ASSIGNMENT →
Return each record shown beneath, word for word.

EXCERPTED RECORDS →
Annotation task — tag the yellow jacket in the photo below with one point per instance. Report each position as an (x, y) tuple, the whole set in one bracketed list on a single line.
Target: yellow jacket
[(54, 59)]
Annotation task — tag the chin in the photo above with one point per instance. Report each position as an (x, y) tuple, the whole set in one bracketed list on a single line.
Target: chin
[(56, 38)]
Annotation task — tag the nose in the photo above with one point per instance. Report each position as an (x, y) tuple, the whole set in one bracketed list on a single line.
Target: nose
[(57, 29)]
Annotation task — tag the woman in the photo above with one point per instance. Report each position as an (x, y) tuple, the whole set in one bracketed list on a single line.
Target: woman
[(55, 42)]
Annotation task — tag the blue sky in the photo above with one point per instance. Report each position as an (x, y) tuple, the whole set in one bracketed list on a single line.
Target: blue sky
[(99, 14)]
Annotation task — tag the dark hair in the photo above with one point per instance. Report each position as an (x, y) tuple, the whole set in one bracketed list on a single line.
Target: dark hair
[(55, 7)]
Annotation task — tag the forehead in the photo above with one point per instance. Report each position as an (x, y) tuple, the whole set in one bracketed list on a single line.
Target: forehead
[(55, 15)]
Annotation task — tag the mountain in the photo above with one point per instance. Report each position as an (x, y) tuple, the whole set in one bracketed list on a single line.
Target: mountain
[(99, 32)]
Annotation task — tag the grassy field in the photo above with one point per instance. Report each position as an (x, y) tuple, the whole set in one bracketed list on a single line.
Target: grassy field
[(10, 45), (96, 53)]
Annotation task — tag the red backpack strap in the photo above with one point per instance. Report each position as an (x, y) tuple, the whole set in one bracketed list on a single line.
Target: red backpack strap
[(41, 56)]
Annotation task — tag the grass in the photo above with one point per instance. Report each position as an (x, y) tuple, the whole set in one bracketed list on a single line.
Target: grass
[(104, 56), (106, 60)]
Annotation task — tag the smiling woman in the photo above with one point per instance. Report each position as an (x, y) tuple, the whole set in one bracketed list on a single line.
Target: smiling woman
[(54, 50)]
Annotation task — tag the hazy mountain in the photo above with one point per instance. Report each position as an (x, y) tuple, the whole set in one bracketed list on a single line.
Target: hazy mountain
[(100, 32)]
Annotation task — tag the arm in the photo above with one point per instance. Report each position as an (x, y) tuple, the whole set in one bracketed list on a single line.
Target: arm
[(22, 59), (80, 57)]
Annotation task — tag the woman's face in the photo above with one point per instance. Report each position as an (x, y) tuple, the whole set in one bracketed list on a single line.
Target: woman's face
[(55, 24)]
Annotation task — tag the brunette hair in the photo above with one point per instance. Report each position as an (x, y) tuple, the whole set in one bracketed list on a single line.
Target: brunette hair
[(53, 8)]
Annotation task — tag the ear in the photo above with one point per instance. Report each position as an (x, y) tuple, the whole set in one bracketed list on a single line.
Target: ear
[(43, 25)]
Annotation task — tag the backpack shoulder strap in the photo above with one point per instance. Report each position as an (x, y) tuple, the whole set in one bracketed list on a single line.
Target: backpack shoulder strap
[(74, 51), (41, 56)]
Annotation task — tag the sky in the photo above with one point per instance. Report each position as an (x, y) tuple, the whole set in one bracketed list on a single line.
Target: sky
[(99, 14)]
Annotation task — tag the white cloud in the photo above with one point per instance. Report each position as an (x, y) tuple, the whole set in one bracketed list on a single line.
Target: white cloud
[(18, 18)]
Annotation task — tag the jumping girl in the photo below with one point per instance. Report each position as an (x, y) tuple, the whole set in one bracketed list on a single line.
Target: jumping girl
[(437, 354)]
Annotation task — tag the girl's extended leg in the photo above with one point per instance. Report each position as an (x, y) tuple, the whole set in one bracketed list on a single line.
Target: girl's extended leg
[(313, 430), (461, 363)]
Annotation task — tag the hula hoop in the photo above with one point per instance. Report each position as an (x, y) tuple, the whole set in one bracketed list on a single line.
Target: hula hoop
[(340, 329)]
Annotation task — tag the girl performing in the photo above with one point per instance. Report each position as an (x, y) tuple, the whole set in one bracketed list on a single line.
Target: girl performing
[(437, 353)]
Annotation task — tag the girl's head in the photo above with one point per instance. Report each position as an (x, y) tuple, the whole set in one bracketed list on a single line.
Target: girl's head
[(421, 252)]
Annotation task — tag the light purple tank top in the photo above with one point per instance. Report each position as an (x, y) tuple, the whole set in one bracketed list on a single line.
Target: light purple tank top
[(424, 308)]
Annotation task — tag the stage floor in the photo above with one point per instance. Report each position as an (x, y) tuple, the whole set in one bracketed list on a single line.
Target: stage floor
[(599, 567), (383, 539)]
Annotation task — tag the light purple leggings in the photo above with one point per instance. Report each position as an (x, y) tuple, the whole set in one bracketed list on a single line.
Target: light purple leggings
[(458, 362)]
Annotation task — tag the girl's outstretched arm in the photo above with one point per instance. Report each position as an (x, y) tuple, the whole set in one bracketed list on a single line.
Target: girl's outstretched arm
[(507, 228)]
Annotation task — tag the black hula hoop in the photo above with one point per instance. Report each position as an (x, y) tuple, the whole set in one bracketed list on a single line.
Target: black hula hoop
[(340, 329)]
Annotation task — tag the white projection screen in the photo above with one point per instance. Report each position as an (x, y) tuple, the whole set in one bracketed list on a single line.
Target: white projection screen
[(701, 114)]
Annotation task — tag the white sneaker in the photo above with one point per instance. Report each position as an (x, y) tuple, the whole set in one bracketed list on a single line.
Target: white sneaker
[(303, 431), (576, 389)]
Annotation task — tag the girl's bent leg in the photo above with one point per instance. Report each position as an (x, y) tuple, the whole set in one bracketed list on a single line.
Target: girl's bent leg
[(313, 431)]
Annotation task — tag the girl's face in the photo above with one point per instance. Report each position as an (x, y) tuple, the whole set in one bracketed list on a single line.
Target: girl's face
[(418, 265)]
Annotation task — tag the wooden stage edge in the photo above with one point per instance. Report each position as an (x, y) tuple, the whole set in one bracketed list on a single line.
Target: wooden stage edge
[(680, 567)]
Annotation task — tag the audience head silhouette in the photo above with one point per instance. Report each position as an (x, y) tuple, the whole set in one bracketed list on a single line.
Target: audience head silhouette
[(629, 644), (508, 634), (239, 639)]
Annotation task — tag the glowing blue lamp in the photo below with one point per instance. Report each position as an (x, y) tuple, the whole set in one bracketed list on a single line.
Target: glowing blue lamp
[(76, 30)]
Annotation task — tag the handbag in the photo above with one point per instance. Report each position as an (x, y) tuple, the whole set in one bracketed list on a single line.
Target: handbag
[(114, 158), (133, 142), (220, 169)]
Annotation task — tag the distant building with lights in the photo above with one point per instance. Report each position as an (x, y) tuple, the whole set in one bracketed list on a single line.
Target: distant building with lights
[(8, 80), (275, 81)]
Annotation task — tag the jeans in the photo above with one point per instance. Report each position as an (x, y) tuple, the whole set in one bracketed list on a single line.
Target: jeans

OUTPUT BELOW →
Annotation task — tag the yellow jacket in the photo below with one point per instance. Report each position as an (x, y) tuple, the whole set in one bracketed list on a single line.
Target: yellow jacket
[(54, 59)]
Annotation task — tag the chin in the photo above with one point per instance. Report each position as an (x, y) tuple, the whole set in one bracketed list on a single line.
Target: chin
[(56, 38)]
Annotation task — tag the nose in the photo above with one point per instance. Report each position as an (x, y) tuple, the whole set in one bracketed list on a single line.
Target: nose
[(57, 29)]
Annotation task — tag the woman in the photo above with one point per instance. Report each position as an (x, y) tuple, the whole set in one bracketed list on a single line.
Target: woman
[(55, 42)]
Annotation task — tag the blue sky in the photo above with one point per instance. Report each position as an (x, y) tuple, the whole set in one bracketed list on a single line.
Target: blue sky
[(99, 14)]
Annotation task — tag the dark hair in the photo above with one point per instance. Report each position as an (x, y) tuple, the whole set in one bracketed list on a single line.
Target: dark hair
[(55, 7)]
Annotation task — tag the forehead in the photo above with one point per instance. Report each position as an (x, y) tuple, the whole set in one bracketed list on a single line.
Target: forehead
[(55, 15)]
Annotation task — tag the mountain in the photo above with one point per instance. Report each position as an (x, y) tuple, the whole set in one bracketed list on a single line.
Target: mountain
[(99, 32)]
Annotation task — tag the grassy field in the photo above with one point per instance. Report each position as an (x, y) tuple, the whole set in one bracketed list on a single line.
Target: grassy field
[(10, 45), (96, 53)]
Annotation task — tag the red backpack strap in the photo above with one point per instance. Report each position as an (x, y) tuple, the whole set in one bracketed list on a single line.
Target: red backpack strap
[(41, 56)]
Annotation task — tag the grass in the photo above with one point per instance. Report each position as an (x, y) tuple, the whole set in one bracketed list on a single line.
Target: grass
[(104, 56), (106, 60)]
Annotation task — tag the smiling woman in the photo above with one point per instance. Report each position as an (x, y) tuple, the whole set in one bracketed list on a single line.
Target: smiling woman
[(54, 50)]
Annotation task — tag the hazy mountain in the photo above with one point per instance. Report each position as an (x, y) tuple, the whole set in one bracketed list on a single line.
Target: hazy mountain
[(100, 32)]
Annotation task — tag the arm in the photo above with one point per instance. Report each position as an (x, y) tuple, the whole set in one bracketed list on a single line.
Target: arm
[(22, 59), (80, 57)]
Annotation task — tag the woman's face in the photo above with one point per instance. Report each position as an (x, y) tuple, the whole set in one bracketed list on a single line.
Target: woman's face
[(55, 24)]
Annotation task — tag the brunette hair in the photo above with one point per instance. Report each position as an (x, y) tuple, the whole set in one bracketed list on a single line.
Target: brunette hair
[(53, 8)]
Annotation task — tag the ear in the photo above with one point per instance. Report each position as an (x, y) tuple, the whole set in one bracketed list on a single line.
Target: ear
[(43, 25)]
Annotation task — tag the backpack shoulder strap in the photo above with one point per instance. Report each position as an (x, y) tuple, the whole set in one bracketed list on a single line.
Target: backpack shoulder strap
[(74, 51), (41, 56)]
Annotation task — tag the sky in the photo above with one point per instance. Report each position as an (x, y) tuple, the whole set in one bracketed list on a single line.
Target: sky
[(99, 14)]
Annotation task — tag the white cloud in the photo above with one point per instance. Report each position as an (x, y) tuple, the whole set in one bracketed list on a single line.
Target: white cloud
[(18, 18)]
Annotation task — tag the jumping girl in the photo below with one point per instance. Report each position as an (x, y) tuple, the whole set in one bracketed list on a single line.
Target: jumping girl
[(437, 354)]
Annotation task — tag the girl's extended leg in the photo above with one point per instance. Report each position as an (x, y) tuple, the whole set in one bracketed list on a single line.
Target: girl's extended leg
[(313, 430), (461, 363)]
Annotation task — tag the hula hoop in the photo above with one point per instance. Report each position as an (x, y) tuple, the whole set in one bracketed list on a single line.
Target: hula hoop
[(340, 329)]
Annotation task — tag the girl performing in the photo above with one point per instance. Report each position as an (x, y) tuple, the whole set in one bracketed list on a single line.
Target: girl performing
[(437, 353)]
Annotation task — tag the girl's head in the photo above with one point per instance. Report each position as an (x, y) tuple, the whole set in one bracketed list on a single line.
Target: girl's head
[(421, 252)]
Annotation task — tag the light purple tank top in the photo above with one point per instance. Report each position as an (x, y) tuple, the whole set in one bracketed list on a single line.
Target: light purple tank top
[(424, 308)]
Annotation task — tag the stage floor in the photo above with one point per instance. Report each position as an (x, y) tuple, the whole set in one bracketed list on a single line.
Target: stage floor
[(599, 567), (383, 539)]
Annotation task — tag the light purple leggings in the photo above with one point per instance. Report each position as an (x, y) tuple, the whole set in one bracketed list on a single line.
Target: light purple leggings
[(458, 362)]
Annotation task — tag the girl's outstretched arm in the photo above with one point per instance. Report each position as an (x, y) tuple, the whole set in one bracketed list on a single line.
Target: girl's outstretched arm
[(507, 228)]
Annotation task — tag the black hula hoop in the photo above with one point per instance. Report each position as an (x, y) tuple, the whole set in one bracketed list on a single line.
Target: black hula hoop
[(340, 329)]
Annotation task — tag the white projection screen in the photo above with one point per instance. Report each position as an (x, y) tuple, the whole set in one bracketed list on a single line.
Target: white projection screen
[(701, 114)]
Annotation task — tag the white sneaker in the photo above with one point per instance. Report each position as an (x, y) tuple, the whole set in one bracketed list on a single line.
Target: white sneaker
[(303, 431), (576, 389)]
Annotation task — tag the girl's bent leg in the photo above with one point per instance. Report each position as an (x, y) tuple, the whole set in one bracketed list on a single line.
Target: girl's bent leg
[(313, 431)]
Annotation task — tag the girl's face in the photo above with one point per instance. Report each position as an (x, y) tuple, the whole set in one bracketed list on a single line.
Target: girl's face
[(418, 265)]
Annotation task — tag the wooden stage edge in the photo above with one point per instance. Report each position as an (x, y) tuple, the whole set in one bracketed list on a single line.
Target: wooden stage edge
[(680, 567)]
Annotation task — tag the audience head silhouette in the photo above with one point per instance. Report each position as an (x, y) tuple, the whole set in one bracketed list on a single line.
Target: audience head silhouette
[(629, 644), (508, 634), (239, 639)]
Annotation task — tag the glowing blue lamp in the photo below with one point per instance. Report each position as an (x, y) tuple, the whole set in one bracketed list on a single line.
Target: glowing blue lamp
[(76, 30)]
Annotation task — tag the handbag in the photo above with one point per instance. Report each position as an (x, y) tuple, the whole set in one bracketed list on a single line.
Target: handbag
[(114, 158), (133, 142), (220, 169)]
Annotation task — tag the distant building with lights in the photo above with one point per instance. Report each position as an (x, y) tuple, the whole set in one bracketed list on a single line.
Target: distant building with lights
[(8, 80), (275, 81)]
Annotation task — tag the jeans in the photo above with one point per instance. Report each position as an (x, y) tuple, the whole set in one bracketed list on a single line.
Target: jeans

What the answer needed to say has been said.